O som enérgico do Beat conquistou a molecada e chegou a reverberar até mesmo deste lado do Atlântico: o grupo foi uma das grandes inspirações no som dos primeiros discos dos Paralamas do Sucesso, até mais do que o Police, com o qual se costuma associar o trio liderado por Herbert Vianna. Everett Morton, por exemplo, era influência declarada do baterista João Barone. E o hit paralâmico “Óculos”, de 1984, “pegava emprestado” o riff de marimba de “Hands Off, She’s Mine”, segundo compacto do Beat, que chegou ao nono lugar da parada britânica em março de 1980 – além de ter sido o primeiro lançamento do selo próprio da banda, o Go Feet.

Lançado no ano seguinte, o segundo disco do grupo, Wha’ppen, era mais lento e sombrio, refletindo o momento calamitoso vivido pelo país naqueles primeiros anos de Thatcherismo, com profunda recessão econômica e desemprego recorde, além da série de novos conflitos raciais deflagrados em várias das principais cidades do país entre abril e julho. Apesar disso – e embora tenha sido recebido com maior frieza pelo público –, o álbum ainda oferecia momentos sublimes, como a emocionante “Doors Of Your Heart”, que ganhou um clipe maravilhoso, gravado em plena euforia do carnaval de rua afrocaribenho de Portobello Road.

O terceiro ábum, Special Beat Service, lançado em outubro de 1982, ampliava ainda mais a paleta sonora do grupo: “Save It For Later” – considerada por Pete Townshend uma de suas canções favoritas da vida – puxava mais para um estilo guitar band, enquanto a funkeada “I Confess” remetia aos grupos new romantic. Ambas foram lançadas em single. Mas o grande momento de Ranking Roger era a canção na qual ele apresentava um certo toaster novato chamado Pato Banton, “Pato And Roger A Go Talk”.

> [Dados fornecidos]:
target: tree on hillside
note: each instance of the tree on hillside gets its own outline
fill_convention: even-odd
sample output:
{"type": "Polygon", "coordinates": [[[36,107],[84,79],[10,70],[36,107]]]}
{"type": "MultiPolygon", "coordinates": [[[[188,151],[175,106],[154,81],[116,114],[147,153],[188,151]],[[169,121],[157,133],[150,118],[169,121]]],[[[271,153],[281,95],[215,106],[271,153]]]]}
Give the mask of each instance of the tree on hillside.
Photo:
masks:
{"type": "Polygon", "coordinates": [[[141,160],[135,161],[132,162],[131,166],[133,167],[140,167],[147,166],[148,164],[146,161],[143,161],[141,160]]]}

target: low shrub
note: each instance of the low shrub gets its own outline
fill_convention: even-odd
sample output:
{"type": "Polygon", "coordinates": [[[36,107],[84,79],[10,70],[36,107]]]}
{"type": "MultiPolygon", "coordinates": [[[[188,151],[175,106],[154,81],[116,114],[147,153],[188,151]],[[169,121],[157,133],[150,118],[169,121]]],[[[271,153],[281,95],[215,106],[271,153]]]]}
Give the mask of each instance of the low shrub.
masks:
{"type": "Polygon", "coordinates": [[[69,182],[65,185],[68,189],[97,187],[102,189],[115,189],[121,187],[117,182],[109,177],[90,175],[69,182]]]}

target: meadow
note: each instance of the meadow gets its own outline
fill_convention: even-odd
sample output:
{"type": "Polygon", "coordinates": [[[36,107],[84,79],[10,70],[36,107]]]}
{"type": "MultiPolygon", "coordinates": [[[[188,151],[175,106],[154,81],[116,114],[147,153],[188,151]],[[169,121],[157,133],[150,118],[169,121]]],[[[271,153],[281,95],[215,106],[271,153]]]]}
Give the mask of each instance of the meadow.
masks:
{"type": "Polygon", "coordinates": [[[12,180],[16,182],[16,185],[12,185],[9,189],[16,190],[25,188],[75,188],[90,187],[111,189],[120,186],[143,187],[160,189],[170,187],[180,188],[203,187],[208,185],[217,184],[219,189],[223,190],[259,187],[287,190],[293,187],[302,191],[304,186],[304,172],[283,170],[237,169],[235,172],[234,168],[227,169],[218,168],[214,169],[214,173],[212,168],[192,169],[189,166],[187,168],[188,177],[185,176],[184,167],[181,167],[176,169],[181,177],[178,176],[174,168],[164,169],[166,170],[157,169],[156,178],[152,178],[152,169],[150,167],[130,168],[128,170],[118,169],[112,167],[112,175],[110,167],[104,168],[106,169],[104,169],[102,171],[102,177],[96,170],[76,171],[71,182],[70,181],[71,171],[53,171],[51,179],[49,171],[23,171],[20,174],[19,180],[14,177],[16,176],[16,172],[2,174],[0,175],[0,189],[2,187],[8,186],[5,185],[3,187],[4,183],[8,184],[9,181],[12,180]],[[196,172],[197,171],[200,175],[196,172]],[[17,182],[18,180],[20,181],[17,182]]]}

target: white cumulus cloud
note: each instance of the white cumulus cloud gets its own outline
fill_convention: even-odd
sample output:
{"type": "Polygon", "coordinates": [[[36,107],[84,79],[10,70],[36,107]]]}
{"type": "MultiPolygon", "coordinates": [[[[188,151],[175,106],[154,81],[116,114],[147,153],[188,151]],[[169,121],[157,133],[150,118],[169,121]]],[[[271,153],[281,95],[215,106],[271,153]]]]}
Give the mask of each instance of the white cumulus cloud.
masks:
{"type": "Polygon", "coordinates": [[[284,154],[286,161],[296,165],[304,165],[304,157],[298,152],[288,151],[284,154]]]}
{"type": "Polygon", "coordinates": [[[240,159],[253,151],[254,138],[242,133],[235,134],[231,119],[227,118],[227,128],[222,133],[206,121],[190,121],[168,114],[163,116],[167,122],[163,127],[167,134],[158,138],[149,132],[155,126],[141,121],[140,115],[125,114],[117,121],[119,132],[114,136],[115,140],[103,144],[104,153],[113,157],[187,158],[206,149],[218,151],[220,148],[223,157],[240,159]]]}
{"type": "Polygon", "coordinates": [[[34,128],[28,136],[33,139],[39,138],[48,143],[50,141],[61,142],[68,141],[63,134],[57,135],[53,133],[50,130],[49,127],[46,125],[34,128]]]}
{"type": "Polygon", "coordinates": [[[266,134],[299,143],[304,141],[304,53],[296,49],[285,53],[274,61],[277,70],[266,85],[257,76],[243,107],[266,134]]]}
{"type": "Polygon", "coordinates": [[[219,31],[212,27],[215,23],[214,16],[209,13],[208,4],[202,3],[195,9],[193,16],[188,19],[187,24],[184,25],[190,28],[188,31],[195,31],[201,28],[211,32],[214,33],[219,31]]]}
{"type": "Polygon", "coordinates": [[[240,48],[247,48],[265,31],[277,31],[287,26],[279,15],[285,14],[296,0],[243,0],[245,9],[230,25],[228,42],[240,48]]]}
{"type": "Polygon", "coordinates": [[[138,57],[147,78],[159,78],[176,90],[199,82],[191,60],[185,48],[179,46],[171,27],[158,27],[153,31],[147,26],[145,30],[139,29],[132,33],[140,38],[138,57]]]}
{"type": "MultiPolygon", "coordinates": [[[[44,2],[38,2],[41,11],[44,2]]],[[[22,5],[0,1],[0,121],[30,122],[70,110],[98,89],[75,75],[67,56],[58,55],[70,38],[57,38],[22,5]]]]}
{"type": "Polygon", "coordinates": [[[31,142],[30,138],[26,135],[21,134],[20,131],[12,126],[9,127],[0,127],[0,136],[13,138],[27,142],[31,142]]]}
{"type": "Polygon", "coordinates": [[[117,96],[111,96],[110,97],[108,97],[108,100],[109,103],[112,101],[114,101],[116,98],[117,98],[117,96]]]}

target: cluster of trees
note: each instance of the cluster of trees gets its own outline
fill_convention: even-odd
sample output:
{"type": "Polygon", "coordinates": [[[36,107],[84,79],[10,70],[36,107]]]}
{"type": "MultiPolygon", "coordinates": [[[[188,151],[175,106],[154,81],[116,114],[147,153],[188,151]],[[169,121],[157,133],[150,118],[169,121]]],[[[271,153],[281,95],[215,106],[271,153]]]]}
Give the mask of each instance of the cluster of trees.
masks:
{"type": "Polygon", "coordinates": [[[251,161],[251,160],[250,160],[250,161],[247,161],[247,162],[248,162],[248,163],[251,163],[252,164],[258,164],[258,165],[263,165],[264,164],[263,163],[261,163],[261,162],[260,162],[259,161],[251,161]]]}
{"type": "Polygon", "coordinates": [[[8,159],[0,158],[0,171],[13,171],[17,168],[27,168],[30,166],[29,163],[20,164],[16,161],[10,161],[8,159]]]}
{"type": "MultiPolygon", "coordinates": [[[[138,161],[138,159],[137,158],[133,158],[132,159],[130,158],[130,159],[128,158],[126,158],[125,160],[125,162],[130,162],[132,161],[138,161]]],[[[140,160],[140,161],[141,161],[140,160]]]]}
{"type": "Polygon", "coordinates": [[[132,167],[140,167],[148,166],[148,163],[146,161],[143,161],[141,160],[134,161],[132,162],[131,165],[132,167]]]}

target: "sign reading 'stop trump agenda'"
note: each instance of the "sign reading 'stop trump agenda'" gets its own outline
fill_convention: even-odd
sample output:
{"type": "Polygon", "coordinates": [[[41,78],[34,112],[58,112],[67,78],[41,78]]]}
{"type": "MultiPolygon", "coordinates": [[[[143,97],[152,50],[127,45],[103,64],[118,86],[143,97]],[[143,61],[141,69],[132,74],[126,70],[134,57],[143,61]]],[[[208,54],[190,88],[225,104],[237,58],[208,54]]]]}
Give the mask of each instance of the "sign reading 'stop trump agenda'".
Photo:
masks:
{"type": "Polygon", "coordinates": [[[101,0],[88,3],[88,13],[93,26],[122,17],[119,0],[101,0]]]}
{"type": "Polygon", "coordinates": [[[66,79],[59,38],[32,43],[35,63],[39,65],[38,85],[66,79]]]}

> [Questões do material]:
1/ Responda com base no trecho sobre o Beat:
(a) Em que posição da parada britânica "Hands Off, She's Mine" chegou?
(b) Onde foi gravado o clipe de "Doors Of Your Heart"?
(c) Em que mês e ano saiu Special Beat Service?
2/ Prossiga, por favor, com o trecho sobre o Beat a partir do ponto em que ele termina.

> [Respostas em ordem]:
1/
(a) Nono lugar, em março de 1980.
(b) No carnaval de rua afrocaribenho de Portobello Road.
(c) Em outubro de 1982.

2/
Aquele seria o último disco de estúdio da banda, que se despediria no ano seguinte com a coletânea What Is Beat? e uma turnê que incluiu uma participação antológica no US Festival, na Califórnia, em maio de 1983. O grupo se desintegrou aos pares: enquanto Andy Cox e David Steele formaram o Fine Young Cannibals recrutando o vocalista Roland Gift, Everett Morton e Saxa, os mais experientes do grupo, passaram a acompanhar outros artistas, antes de formarem o International Beat, que seguiria na ativa até a década de 1990.

A dupla de frente, Ranking Roger e Dave Wakeling, por sua vez, seguiu junta no projeto seguinte, o General Public, que lançou dois álbuns e teve sucesso com a canção “Tenderness”, de 1984, que volta e meia aparece em coletâneas de flashback de sons oitentistas. Com o fim de mais esta empreitada, Roger lançou um disco solo, formou o Special Beat, com ex-integrantes dos Specials e gravou com Sting e com o Smash Mouth Até trazer o Beat de volta à ativa nos anos 2000 – ou melhor, um dos Beats, já que Wakeling, agora residindo nos Estados Unidos, também fez shows pelo país com o nome da banda. Nunca houve, porém, qualquer animosidade.

A formação que tinha Ranking Roger à frente, da qual também fazia parte seu filho Ranking Junior, chegou a gravar dois álbuns de inéditas: Bounce, de 2016, e Public Confidential, que saiu em janeiro deste ano, na mesma época em que o cantor anunciou pelas redes sociais que havia sido operado de dois tumores no cérebro, além de passar por tratamento contra um câncer no pulmão – antes, em agosto, já havia sofrido um infarto. “Ele lutou & lutou & lutou. Roger era um lutador”, disse o comunicado que anunciou sua morte no perfil oficial do Beat no Facebook, antes de revelar que o cantor falecera “em paz em sua casa, rodeado por sua família”.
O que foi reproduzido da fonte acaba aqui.